DATASET EXTRACT:

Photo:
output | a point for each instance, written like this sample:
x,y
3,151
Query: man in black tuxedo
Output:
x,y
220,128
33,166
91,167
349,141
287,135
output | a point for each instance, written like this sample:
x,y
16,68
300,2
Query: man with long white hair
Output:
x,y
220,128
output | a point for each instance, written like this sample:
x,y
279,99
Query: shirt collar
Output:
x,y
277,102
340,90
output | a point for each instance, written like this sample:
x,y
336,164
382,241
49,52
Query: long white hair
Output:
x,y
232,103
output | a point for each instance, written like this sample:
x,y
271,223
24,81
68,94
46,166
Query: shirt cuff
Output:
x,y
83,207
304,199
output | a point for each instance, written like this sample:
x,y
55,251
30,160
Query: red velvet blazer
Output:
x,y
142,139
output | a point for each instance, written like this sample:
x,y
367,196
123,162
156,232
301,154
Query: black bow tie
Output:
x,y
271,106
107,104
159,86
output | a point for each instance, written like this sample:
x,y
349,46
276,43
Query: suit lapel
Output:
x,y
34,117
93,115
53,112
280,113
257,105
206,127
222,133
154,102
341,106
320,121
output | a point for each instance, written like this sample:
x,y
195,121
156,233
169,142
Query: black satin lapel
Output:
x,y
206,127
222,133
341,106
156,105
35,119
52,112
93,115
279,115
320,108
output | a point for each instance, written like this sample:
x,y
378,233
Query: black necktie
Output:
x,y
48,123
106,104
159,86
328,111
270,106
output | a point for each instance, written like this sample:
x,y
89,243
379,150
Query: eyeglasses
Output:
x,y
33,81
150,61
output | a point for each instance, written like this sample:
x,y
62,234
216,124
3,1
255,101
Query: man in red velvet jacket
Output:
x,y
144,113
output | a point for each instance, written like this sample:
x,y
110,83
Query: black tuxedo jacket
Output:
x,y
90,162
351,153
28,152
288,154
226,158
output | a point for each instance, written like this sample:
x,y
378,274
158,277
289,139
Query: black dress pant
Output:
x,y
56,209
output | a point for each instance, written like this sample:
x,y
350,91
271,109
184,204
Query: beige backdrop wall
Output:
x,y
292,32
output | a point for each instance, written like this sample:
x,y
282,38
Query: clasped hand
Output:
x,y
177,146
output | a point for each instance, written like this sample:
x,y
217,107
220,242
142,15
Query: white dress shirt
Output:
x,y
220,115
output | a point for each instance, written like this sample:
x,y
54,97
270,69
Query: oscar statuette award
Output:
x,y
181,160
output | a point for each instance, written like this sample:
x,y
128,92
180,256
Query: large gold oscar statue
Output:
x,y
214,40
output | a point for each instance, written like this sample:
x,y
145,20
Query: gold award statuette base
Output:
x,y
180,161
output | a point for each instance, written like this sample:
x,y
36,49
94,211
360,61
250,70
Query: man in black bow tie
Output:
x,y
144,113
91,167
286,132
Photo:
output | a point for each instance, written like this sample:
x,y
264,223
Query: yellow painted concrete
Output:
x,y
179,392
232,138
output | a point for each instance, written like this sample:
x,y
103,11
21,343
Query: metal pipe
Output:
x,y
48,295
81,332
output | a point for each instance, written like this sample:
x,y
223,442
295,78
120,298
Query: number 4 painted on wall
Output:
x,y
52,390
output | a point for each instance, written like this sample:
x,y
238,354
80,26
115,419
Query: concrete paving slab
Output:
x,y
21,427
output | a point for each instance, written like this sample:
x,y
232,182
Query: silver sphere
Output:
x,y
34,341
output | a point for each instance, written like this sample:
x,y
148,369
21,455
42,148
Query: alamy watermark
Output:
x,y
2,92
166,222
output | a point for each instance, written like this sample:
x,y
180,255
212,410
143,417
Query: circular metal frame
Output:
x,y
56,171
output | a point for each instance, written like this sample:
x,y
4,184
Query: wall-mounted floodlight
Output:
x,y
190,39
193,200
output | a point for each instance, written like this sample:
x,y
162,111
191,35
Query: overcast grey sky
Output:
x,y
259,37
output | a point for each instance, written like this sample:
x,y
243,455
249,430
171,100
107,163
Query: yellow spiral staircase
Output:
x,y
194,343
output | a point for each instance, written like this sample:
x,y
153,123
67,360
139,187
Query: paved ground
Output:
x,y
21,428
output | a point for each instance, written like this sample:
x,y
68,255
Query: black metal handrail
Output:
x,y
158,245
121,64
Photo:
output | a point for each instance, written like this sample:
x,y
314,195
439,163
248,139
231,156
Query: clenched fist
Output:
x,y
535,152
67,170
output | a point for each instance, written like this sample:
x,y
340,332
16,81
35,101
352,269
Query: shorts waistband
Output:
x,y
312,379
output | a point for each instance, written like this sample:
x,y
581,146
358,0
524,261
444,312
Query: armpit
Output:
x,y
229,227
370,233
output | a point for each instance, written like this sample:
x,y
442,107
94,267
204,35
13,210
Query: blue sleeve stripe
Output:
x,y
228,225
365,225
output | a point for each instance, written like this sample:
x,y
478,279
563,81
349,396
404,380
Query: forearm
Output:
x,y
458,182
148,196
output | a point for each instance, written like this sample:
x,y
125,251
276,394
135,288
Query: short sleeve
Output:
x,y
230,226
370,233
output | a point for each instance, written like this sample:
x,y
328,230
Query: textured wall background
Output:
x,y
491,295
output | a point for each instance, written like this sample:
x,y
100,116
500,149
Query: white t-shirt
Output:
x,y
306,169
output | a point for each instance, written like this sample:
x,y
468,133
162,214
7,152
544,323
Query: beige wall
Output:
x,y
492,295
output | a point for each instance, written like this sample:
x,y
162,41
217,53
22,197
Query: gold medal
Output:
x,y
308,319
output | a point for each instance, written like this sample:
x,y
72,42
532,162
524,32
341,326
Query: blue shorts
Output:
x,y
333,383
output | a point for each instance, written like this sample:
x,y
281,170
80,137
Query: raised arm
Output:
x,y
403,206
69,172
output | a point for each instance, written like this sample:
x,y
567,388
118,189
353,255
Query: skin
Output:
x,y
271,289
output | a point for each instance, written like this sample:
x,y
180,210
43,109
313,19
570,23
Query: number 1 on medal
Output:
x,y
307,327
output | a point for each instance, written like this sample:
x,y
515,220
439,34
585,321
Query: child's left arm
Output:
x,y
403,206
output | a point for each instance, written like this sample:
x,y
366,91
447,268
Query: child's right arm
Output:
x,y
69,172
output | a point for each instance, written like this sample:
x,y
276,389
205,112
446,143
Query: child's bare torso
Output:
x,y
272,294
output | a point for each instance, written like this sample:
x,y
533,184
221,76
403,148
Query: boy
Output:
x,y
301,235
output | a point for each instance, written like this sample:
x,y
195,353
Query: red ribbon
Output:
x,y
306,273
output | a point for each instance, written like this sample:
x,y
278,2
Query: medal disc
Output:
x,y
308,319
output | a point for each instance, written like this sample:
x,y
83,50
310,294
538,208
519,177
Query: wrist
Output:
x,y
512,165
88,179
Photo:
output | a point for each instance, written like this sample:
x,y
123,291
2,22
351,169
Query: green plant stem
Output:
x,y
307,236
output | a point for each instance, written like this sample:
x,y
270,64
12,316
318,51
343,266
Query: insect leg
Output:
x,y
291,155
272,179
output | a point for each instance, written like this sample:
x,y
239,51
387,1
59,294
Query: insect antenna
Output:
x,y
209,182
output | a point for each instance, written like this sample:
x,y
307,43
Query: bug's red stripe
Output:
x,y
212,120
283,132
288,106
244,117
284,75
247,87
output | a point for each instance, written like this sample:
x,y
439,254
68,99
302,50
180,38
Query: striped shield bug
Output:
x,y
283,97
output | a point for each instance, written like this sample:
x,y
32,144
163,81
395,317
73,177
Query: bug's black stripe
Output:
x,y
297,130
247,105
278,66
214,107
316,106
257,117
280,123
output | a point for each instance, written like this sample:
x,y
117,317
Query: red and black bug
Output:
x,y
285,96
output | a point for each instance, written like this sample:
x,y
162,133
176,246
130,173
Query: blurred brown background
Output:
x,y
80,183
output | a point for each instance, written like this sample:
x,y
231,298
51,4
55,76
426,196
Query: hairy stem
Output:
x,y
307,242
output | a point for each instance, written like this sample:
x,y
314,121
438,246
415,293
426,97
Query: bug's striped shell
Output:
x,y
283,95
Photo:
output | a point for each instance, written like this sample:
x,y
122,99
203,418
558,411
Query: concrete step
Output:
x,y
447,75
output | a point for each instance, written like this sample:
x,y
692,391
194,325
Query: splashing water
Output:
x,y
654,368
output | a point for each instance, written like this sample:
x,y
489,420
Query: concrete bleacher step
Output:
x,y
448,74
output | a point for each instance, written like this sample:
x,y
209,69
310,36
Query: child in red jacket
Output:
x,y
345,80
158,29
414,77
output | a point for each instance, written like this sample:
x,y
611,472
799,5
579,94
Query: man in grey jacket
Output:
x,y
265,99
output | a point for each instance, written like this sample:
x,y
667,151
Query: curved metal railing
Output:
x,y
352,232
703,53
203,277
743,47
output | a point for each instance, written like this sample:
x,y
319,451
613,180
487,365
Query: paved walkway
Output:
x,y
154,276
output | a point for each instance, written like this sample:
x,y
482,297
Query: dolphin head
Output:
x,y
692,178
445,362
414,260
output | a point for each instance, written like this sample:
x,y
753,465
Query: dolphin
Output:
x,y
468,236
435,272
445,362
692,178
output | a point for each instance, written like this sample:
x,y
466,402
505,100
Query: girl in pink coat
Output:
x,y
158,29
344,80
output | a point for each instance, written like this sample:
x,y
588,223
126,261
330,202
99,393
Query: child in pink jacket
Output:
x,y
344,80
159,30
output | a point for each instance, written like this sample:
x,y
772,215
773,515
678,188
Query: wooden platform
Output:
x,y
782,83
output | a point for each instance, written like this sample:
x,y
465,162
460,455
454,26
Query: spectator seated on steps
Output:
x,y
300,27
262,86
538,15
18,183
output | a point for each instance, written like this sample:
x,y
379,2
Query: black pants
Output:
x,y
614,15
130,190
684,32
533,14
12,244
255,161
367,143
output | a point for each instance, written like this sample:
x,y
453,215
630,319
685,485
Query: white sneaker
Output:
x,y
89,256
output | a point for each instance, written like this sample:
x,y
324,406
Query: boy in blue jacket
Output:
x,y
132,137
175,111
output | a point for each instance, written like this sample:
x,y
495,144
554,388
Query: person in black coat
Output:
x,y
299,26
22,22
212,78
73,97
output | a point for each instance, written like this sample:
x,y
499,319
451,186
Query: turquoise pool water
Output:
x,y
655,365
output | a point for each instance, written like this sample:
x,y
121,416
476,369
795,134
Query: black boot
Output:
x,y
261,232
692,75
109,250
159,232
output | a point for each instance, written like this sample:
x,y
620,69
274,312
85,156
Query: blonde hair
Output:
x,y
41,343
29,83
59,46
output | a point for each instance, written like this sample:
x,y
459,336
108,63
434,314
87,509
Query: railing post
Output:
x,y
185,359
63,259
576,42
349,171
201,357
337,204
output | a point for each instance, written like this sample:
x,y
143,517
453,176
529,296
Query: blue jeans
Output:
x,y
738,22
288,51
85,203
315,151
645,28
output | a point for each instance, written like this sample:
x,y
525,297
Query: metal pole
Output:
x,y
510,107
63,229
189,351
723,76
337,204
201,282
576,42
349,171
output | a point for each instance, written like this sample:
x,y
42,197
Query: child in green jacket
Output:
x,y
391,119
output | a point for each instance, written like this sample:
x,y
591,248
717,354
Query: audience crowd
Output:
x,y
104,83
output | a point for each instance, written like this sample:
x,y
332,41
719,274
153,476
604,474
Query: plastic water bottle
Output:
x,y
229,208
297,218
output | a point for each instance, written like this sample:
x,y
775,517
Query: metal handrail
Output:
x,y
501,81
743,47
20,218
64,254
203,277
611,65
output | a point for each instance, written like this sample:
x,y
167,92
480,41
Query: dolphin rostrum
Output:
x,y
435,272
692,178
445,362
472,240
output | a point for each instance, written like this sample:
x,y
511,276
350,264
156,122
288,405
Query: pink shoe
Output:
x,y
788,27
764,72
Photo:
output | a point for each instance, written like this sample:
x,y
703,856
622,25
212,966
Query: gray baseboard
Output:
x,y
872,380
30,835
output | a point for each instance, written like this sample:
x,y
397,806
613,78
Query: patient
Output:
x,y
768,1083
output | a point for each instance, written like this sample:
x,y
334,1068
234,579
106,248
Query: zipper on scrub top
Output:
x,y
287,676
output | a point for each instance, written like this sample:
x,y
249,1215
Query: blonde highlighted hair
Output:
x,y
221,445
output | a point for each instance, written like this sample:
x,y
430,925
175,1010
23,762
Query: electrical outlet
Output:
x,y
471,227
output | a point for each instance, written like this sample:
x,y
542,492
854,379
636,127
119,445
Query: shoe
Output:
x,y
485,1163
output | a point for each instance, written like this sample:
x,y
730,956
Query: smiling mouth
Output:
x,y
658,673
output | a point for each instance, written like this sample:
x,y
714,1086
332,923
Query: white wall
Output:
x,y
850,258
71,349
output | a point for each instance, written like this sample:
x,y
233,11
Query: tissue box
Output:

TASK DIRECTIONS: Copy out each line of the material above that contains the string "oscar". Case counts.

COMPLETE OUTPUT:
Query: oscar statuette award
Query: large gold oscar statue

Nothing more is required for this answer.